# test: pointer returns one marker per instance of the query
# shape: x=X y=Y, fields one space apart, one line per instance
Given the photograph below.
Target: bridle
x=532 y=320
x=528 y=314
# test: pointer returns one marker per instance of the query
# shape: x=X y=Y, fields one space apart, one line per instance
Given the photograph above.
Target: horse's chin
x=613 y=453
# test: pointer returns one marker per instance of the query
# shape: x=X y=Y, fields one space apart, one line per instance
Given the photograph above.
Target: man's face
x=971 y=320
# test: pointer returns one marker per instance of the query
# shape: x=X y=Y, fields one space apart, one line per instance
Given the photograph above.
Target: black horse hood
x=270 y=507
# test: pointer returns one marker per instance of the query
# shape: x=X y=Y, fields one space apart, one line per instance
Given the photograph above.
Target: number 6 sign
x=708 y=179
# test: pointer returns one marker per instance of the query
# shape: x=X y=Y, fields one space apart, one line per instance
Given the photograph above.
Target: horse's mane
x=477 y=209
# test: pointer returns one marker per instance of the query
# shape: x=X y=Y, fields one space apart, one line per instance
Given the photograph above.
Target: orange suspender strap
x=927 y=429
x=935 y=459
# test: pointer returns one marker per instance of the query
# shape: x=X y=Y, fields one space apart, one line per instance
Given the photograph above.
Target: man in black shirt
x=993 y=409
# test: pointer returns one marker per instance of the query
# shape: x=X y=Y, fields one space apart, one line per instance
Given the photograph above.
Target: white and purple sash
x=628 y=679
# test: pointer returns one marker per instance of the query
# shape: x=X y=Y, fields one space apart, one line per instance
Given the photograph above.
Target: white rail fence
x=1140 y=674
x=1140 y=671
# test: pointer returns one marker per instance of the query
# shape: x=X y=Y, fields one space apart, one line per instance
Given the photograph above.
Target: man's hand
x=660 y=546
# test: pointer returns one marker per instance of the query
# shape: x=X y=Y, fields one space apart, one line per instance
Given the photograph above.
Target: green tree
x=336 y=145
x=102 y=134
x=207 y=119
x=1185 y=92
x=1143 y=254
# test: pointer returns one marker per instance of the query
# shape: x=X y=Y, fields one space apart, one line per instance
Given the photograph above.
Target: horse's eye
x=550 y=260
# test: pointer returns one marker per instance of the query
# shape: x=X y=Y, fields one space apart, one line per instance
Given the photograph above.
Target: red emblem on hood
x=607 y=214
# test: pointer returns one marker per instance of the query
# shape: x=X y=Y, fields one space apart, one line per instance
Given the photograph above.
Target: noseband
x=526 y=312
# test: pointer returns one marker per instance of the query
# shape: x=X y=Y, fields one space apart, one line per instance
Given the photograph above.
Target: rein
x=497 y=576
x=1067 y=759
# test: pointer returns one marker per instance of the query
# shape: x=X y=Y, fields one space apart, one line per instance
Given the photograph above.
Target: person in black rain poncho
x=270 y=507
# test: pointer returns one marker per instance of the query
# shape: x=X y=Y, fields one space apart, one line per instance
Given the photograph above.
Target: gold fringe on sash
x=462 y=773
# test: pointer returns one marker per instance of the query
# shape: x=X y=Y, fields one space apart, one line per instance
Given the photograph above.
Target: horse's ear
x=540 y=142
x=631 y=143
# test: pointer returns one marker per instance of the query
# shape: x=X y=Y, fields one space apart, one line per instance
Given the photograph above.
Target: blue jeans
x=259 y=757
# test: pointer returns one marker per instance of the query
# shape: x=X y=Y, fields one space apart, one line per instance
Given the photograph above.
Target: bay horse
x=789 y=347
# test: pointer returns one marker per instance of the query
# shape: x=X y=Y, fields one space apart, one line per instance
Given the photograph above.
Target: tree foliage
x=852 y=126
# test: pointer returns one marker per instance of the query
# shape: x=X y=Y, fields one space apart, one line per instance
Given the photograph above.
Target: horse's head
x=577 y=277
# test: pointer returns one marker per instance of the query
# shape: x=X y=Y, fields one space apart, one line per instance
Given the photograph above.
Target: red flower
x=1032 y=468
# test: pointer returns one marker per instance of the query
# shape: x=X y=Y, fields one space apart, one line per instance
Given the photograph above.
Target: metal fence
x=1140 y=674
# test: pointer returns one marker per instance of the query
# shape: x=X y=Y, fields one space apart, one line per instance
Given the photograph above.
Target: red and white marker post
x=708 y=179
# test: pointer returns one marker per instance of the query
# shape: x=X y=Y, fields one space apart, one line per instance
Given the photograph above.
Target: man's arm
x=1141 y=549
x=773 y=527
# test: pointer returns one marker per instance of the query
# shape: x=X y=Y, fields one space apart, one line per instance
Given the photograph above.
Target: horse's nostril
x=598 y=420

━━━━━━━━━━━━━━━━

> **What the exercise asks**: Quote the entire listing above word for word, keeping every line in its original order.

> **Answer in full**:
# test: pointer returns one marker per instance of the query
# shape: x=X y=Y, fields one space apart, one line per instance
Given the photograph below.
Target: bridle
x=532 y=320
x=528 y=314
# test: pointer returns one marker per instance of the query
# shape: x=X y=Y, fields one space apart, one line per instance
Given the photograph above.
Target: horse's chin
x=613 y=453
# test: pointer returns one marker per instance of the query
# shape: x=X y=Y, fields one space apart, one line per instance
Given the photograph above.
Target: man's face
x=971 y=320
# test: pointer returns one marker per instance of the query
# shape: x=X y=Y, fields one space apart, one line per instance
Given the photograph above.
Target: black horse hood
x=270 y=507
# test: pointer returns one marker per instance of the query
# shape: x=X y=Y, fields one space apart, one line per instance
Given the photograph above.
Target: number 6 sign
x=708 y=179
# test: pointer returns one marker per instance of the query
# shape: x=X y=Y, fields one space apart, one line per instance
Given the photograph above.
Target: horse's mane
x=477 y=209
# test: pointer returns one marker per instance of the query
# shape: x=X y=Y, fields one space apart, one line per instance
Given the photograph above.
Target: orange suspender strap
x=927 y=429
x=935 y=459
# test: pointer returns one marker per instance of the query
# shape: x=X y=Y, fields one space apart, one line per instance
Given the photograph above.
Target: man in black shirt
x=993 y=409
# test: pointer returns one marker per instance of the query
# shape: x=X y=Y, fields one space apart, one line per instance
Given the photograph above.
Target: white and purple sash
x=628 y=679
# test: pointer returns one marker per instance of the query
# shape: x=X y=Y, fields one space apart, one line per instance
Given the photograph above.
Target: white rail fence
x=1140 y=674
x=1140 y=671
# test: pointer returns one marker per instance of the query
# shape: x=X y=Y, fields one space apart, one line per instance
Given the photograph above.
Target: man's hand
x=660 y=546
# test: pointer returns one marker per instance of the query
# shape: x=X y=Y, fields one space apart, one line per instance
Given the photograph above.
Target: green tree
x=336 y=145
x=102 y=134
x=207 y=119
x=1185 y=92
x=1143 y=254
# test: pointer returns one marker per instance of the query
# shape: x=X y=Y, fields one space apart, one line per instance
Given the photograph above.
Target: horse's eye
x=550 y=260
# test: pointer returns one marker per instance of the query
# shape: x=X y=Y, fields one space apart, one line per instance
Given the photograph above.
Target: red emblem on hood
x=607 y=214
# test: pointer returns one marker per instance of the query
# shape: x=X y=Y, fields one space apart, one line per instance
Given the photograph above.
Target: noseband
x=526 y=312
# test: pointer returns one marker per instance of the query
# shape: x=X y=Y, fields one space apart, one line per instance
Given the photograph above.
Target: rein
x=497 y=576
x=1067 y=759
# test: pointer returns one marker per instance of the query
# shape: x=X y=Y, fields one space apart, one line per instance
Given the photograph above.
Target: person in black rain poncho
x=270 y=507
# test: pointer returns one marker per instance of the query
# shape: x=X y=Y, fields one space apart, one line per instance
Given the photograph above.
Target: gold fringe on sash
x=462 y=773
# test: pointer returns one marker per instance of the query
# shape: x=X y=Y, fields one space apart, one line per instance
Given the photograph above.
Target: horse's ear
x=540 y=142
x=631 y=143
# test: pointer returns one marker per instance of the query
# shape: x=X y=Y, fields one space apart, one line per instance
Given the photograph above.
Target: blue jeans
x=259 y=757
# test: pointer returns one marker per instance of the query
# shape: x=X y=Y, fields one space apart, one line per instance
Given the photograph above.
Target: bay horse
x=789 y=347
# test: pointer returns one marker per instance of the query
# shape: x=X y=Y, fields one space apart, one line per instance
Given the photograph above.
Target: tree foliage
x=852 y=126
# test: pointer returns one marker per instance of the query
# shape: x=X y=Y, fields one space apart, one line per instance
Given the photograph above.
Target: horse's head
x=577 y=277
# test: pointer returns one marker per instance of the query
# shape: x=X y=Y, fields one space apart, one line per instance
Given the photograph above.
Target: red flower
x=1032 y=468
# test: pointer returns one marker per instance of the query
# shape: x=X y=Y, fields one space apart, one line per instance
Given the photograph above.
Target: metal fence
x=1140 y=674
# test: pointer returns one marker per instance of the query
# shape: x=X y=Y, fields one space apart, one line per instance
Given the photograph above.
Target: red and white marker post
x=708 y=179
# test: pointer returns one marker per instance of the query
# shape: x=X y=Y, fields one space apart, one line per instance
Given the photograph above.
Target: man's arm
x=1141 y=549
x=773 y=527
# test: pointer returns one marker per instance of the query
# shape: x=X y=Y, fields one space apart, one line per instance
Given the photograph above.
Target: horse's nostril
x=598 y=420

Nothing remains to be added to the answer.